## What to produce
After finding the line with "Target: field" in the entries below, retype exactly each line from there through the line with "Target: gabled roof", including that final line.

[Recorded data]
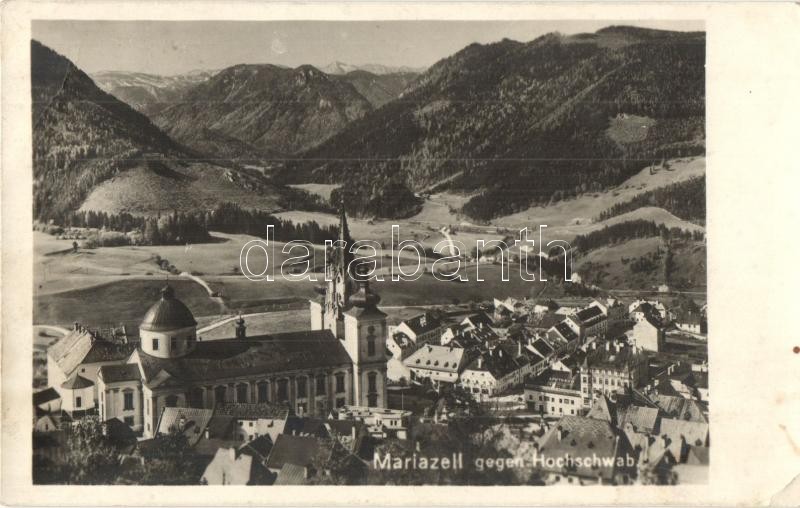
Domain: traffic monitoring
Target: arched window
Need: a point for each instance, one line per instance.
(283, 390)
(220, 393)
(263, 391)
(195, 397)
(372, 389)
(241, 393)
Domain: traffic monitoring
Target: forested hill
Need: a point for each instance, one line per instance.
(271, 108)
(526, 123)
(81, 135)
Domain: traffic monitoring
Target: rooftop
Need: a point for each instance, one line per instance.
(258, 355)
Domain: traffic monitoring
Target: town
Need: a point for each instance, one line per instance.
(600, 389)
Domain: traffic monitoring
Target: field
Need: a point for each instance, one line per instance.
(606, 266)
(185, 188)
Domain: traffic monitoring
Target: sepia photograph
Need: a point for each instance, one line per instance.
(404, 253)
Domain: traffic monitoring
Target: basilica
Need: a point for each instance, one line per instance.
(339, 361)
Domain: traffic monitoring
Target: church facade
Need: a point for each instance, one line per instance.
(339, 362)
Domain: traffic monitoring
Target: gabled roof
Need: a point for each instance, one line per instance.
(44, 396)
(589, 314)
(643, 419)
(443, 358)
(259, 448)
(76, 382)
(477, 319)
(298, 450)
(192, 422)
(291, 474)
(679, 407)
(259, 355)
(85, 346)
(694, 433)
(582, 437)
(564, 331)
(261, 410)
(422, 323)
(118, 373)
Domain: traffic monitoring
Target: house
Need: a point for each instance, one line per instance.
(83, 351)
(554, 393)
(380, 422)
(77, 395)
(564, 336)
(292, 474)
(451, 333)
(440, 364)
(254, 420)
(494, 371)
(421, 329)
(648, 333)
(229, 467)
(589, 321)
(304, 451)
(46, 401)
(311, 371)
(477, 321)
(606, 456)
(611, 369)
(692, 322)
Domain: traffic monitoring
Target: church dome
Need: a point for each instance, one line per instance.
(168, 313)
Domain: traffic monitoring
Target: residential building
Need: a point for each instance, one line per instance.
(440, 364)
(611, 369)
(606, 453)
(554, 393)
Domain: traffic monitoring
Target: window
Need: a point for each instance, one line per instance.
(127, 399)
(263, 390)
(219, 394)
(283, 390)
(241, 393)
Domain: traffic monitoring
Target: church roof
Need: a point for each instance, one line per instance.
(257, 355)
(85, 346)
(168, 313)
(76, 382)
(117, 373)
--
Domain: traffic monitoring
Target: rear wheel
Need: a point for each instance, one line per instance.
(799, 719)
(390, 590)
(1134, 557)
---
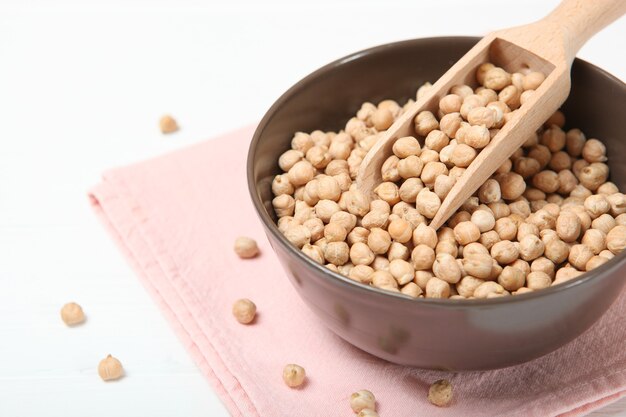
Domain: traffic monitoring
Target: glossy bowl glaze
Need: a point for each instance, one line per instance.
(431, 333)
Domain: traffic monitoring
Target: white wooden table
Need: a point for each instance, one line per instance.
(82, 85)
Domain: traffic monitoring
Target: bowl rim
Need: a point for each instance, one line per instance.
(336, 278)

## Response to the exercise
Target: field
Need: a point for each instance, one line per instance.
(606, 266)
(185, 188)
Domain: traffic monitoring
Target: sepia photograph
Need: a point for each instance, one line per instance.
(404, 253)
Domain: traffic monitoring
Target: basilica
Need: a point for each instance, one line per instance.
(339, 361)
Domain: traffic monitoring
Target: church facade
Need: a point for each instance, one line per instance.
(339, 362)
Domain: traffic monitoring
Target: gabled roof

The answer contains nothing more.